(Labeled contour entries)
====
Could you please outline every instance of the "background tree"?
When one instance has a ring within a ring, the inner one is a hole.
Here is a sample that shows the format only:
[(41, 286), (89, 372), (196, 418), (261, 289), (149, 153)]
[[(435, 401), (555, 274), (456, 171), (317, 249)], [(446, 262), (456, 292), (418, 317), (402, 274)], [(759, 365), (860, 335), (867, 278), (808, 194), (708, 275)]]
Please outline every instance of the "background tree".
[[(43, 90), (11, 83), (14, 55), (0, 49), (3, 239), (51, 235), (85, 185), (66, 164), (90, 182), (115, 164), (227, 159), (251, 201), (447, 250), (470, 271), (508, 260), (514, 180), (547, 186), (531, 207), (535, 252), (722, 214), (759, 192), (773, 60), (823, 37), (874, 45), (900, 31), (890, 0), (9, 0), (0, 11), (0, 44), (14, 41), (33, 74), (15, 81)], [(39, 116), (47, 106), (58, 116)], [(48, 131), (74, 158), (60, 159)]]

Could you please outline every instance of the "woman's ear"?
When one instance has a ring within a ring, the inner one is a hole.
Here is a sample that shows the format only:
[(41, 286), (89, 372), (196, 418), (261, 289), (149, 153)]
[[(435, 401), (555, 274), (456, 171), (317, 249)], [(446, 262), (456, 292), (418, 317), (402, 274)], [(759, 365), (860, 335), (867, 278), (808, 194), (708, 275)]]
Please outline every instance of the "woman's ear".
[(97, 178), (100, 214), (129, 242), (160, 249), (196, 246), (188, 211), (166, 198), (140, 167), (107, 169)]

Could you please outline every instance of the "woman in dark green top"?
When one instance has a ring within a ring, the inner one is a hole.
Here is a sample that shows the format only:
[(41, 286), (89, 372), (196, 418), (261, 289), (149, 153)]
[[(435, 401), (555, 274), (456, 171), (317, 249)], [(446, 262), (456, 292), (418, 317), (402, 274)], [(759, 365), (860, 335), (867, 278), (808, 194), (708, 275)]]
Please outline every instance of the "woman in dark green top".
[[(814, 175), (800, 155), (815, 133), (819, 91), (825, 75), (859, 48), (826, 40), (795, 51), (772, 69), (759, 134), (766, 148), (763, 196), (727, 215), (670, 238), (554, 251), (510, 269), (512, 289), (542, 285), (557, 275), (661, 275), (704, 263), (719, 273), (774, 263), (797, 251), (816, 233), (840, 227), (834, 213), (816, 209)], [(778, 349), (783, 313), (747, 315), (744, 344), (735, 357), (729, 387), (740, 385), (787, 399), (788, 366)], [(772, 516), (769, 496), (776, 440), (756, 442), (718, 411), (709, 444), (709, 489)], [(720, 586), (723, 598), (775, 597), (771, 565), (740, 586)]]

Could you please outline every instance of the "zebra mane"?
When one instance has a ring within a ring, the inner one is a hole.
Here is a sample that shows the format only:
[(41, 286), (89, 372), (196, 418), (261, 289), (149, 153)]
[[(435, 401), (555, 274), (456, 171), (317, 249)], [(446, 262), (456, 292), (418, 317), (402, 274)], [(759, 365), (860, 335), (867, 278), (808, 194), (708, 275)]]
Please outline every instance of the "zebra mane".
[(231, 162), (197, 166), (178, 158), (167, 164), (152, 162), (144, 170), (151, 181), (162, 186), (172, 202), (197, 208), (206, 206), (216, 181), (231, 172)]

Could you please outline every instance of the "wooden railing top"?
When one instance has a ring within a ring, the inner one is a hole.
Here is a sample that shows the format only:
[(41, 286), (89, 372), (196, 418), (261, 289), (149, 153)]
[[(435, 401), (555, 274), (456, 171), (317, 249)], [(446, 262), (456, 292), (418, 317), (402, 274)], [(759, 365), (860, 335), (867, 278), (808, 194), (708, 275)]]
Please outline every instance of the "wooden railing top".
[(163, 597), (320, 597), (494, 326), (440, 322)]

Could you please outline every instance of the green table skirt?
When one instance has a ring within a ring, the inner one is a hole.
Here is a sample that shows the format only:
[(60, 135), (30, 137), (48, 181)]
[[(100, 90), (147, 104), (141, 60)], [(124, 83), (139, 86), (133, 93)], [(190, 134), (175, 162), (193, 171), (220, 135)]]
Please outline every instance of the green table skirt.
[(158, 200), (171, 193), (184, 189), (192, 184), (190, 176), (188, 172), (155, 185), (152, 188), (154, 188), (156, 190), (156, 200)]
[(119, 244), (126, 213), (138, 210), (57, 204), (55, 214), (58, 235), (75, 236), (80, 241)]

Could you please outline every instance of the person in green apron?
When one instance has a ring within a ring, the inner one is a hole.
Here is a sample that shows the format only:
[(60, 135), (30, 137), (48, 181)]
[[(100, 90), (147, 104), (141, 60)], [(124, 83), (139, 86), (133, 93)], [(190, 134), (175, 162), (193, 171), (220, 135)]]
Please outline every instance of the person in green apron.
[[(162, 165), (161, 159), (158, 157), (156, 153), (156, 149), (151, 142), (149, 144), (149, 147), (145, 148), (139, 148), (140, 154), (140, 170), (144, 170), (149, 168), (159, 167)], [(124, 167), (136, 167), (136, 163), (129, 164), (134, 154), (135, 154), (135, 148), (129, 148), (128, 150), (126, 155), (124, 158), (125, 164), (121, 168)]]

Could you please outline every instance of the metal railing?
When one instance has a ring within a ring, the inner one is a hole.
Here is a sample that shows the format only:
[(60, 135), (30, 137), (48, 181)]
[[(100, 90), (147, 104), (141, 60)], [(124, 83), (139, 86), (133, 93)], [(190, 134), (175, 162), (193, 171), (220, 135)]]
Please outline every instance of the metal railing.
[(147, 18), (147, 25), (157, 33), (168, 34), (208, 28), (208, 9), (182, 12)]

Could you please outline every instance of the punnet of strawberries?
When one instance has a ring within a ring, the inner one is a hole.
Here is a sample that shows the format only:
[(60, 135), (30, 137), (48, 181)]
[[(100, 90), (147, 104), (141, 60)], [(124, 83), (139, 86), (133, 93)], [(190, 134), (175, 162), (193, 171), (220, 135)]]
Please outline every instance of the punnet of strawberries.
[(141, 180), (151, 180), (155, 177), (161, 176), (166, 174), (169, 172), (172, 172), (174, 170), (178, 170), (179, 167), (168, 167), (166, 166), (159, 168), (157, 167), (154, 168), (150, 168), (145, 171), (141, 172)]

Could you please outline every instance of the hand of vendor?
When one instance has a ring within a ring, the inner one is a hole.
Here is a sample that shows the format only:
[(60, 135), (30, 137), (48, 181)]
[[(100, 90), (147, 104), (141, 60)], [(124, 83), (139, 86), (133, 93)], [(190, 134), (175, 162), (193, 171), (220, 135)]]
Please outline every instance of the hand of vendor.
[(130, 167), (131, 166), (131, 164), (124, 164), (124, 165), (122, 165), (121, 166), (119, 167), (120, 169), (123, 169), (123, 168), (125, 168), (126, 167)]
====
= REQUEST =
Rewrite the entire listing above, swapping every occurrence of "outline every instance" for "trace every instance" and keeping everything else unchanged.

= FULL SOLUTION =
Could you please trace every instance of the "background tree"?
When one instance has a ring within a ring, the inner one is a hole.
Here is a sample that shows the format only:
[(41, 286), (89, 372), (196, 418), (261, 289), (149, 153)]
[[(435, 401), (555, 274), (456, 171), (317, 249)], [(446, 262), (456, 292), (418, 317), (402, 274)], [(759, 365), (860, 335), (867, 278), (808, 194), (708, 275)]]
Please trace every instance of the "background tree".
[[(43, 90), (11, 83), (14, 55), (0, 49), (3, 239), (51, 235), (85, 185), (66, 164), (90, 182), (115, 164), (227, 159), (251, 201), (447, 250), (470, 271), (508, 260), (514, 180), (547, 186), (531, 207), (535, 252), (722, 214), (759, 192), (773, 60), (823, 37), (874, 45), (900, 31), (890, 0), (9, 0), (0, 11), (0, 44), (14, 41), (33, 74), (15, 81)], [(39, 116), (47, 106), (58, 116)], [(48, 131), (74, 158), (60, 159)]]

Could you please trace every instance of the "woman's ear"?
When one instance has a ring within a ring, the inner one is a hole.
Here is a sample that shows the format only:
[(41, 286), (89, 372), (196, 418), (261, 289), (149, 153)]
[[(435, 401), (555, 274), (456, 171), (317, 249)], [(446, 262), (456, 292), (418, 317), (402, 274)], [(759, 365), (860, 335), (867, 278), (808, 194), (708, 275)]]
Please trace every instance of the "woman's ear".
[(97, 178), (100, 214), (129, 242), (160, 249), (196, 246), (188, 211), (166, 198), (140, 167), (107, 169)]

Could you please trace every instance of the "woman in dark green top"?
When one instance has a ring within a ring, the inner one is a hole.
Here is a sample that shows the format only:
[(41, 286), (89, 372), (196, 418), (261, 289), (149, 153)]
[[(435, 401), (555, 274), (456, 171), (317, 249)], [(446, 262), (456, 292), (418, 317), (402, 274)], [(759, 365), (860, 335), (867, 278), (808, 194), (708, 275)]]
Please trace every instance of the "woman in dark green top".
[[(814, 175), (800, 155), (815, 133), (819, 91), (825, 75), (859, 48), (826, 40), (795, 51), (772, 69), (759, 134), (766, 148), (763, 196), (727, 215), (670, 238), (554, 251), (510, 269), (512, 289), (542, 285), (557, 275), (661, 275), (704, 263), (719, 273), (774, 263), (797, 251), (816, 233), (840, 227), (834, 213), (816, 209)], [(778, 349), (783, 313), (747, 315), (744, 344), (735, 357), (729, 387), (740, 385), (787, 399), (788, 366)], [(772, 516), (769, 496), (776, 440), (756, 442), (718, 411), (709, 444), (709, 489)], [(720, 586), (723, 598), (775, 597), (771, 565), (740, 586)]]

Could you please trace every instance of the "zebra mane"?
When one instance has a ring within a ring, the inner one is a hole.
Here is a sample that shows the format only:
[(41, 286), (89, 372), (196, 418), (261, 289), (149, 153)]
[[(435, 401), (555, 274), (456, 171), (317, 249)], [(446, 262), (456, 292), (418, 317), (402, 274)], [(759, 365), (860, 335), (867, 278), (808, 194), (708, 275)]]
Please trace every instance of the "zebra mane".
[(231, 162), (197, 166), (178, 158), (167, 164), (152, 162), (144, 170), (151, 181), (162, 186), (172, 202), (197, 208), (206, 206), (216, 181), (231, 172)]

Could you please trace every instance of the "wooden railing top"?
When one instance has a ring within a ring, the inner one is a hole.
Here is a sample that shows the format only:
[(41, 286), (89, 372), (196, 418), (261, 289), (149, 153)]
[[(435, 401), (555, 274), (456, 171), (317, 249)], [(446, 262), (456, 292), (418, 317), (402, 274)], [(759, 365), (860, 335), (867, 278), (808, 194), (708, 275)]]
Please trace every instance of the "wooden railing top".
[(163, 597), (320, 597), (494, 326), (440, 322)]

Could you please trace every instance of the green table skirt?
When one instance has a ring within a ring, the inner one is a hole.
Here is a sample that shows the format only:
[(60, 135), (30, 137), (48, 181)]
[[(100, 90), (147, 104), (141, 60)], [(124, 83), (139, 86), (133, 93)], [(190, 134), (175, 162), (193, 171), (220, 135)]]
Please trace every instance of the green table skirt.
[(158, 200), (171, 193), (184, 189), (192, 184), (190, 176), (188, 172), (155, 185), (152, 188), (154, 188), (156, 190), (156, 200)]
[(119, 244), (126, 213), (138, 210), (57, 204), (55, 214), (58, 235), (75, 236), (80, 241)]

Could you please trace every instance of the person in green apron?
When one instance has a ring within a ring, the inner one is a hole.
Here is a sample that shows the format only:
[(60, 135), (30, 137), (48, 181)]
[[(100, 90), (147, 104), (141, 60)], [(124, 83), (139, 86), (133, 93)], [(190, 134), (175, 162), (193, 171), (220, 135)]]
Please trace every instance of the person in green apron.
[[(162, 165), (161, 159), (158, 157), (156, 153), (156, 149), (151, 142), (149, 144), (149, 147), (145, 148), (139, 148), (140, 154), (140, 170), (144, 170), (149, 168), (159, 167)], [(124, 167), (136, 167), (136, 163), (129, 164), (134, 154), (135, 154), (135, 148), (129, 148), (128, 150), (126, 155), (124, 158), (125, 164), (121, 168)]]

Could you please trace every instance of the metal railing?
When one instance has a ring within a ring, the inner one is a hole.
Here is a sample that shows the format only:
[(60, 135), (30, 137), (48, 181)]
[[(100, 90), (147, 104), (141, 60)], [(124, 83), (139, 86), (133, 93)], [(190, 134), (175, 162), (193, 171), (220, 135)]]
Please trace every instance of the metal railing.
[(147, 18), (147, 25), (157, 33), (168, 34), (208, 28), (208, 9), (182, 12)]

Could you please trace every instance of the punnet of strawberries?
When one instance has a ring within a ring, the inner one is a hole.
Here is a sample that shows the format only:
[(60, 135), (30, 137), (48, 181)]
[[(100, 90), (147, 104), (141, 60)], [(124, 83), (139, 86), (133, 93)], [(190, 134), (175, 162), (193, 171), (220, 135)]]
Please trace every instance of the punnet of strawberries.
[(141, 180), (151, 180), (155, 177), (161, 176), (166, 174), (169, 172), (172, 172), (174, 170), (178, 170), (179, 167), (168, 167), (166, 166), (159, 168), (157, 167), (154, 168), (150, 168), (145, 171), (141, 172)]

Could you please trace every instance of the hand of vendor?
When one instance has a ring within a ring, the inner one is a hole.
Here is a sample that shows the format only:
[(60, 135), (30, 137), (48, 181)]
[[(100, 90), (147, 104), (141, 60)], [(124, 83), (139, 86), (133, 93)], [(190, 134), (175, 162), (193, 171), (220, 135)]]
Please trace every instance of the hand of vendor.
[(130, 167), (131, 166), (131, 164), (124, 164), (124, 165), (122, 165), (121, 166), (119, 167), (120, 169), (123, 169), (123, 168), (125, 168), (126, 167)]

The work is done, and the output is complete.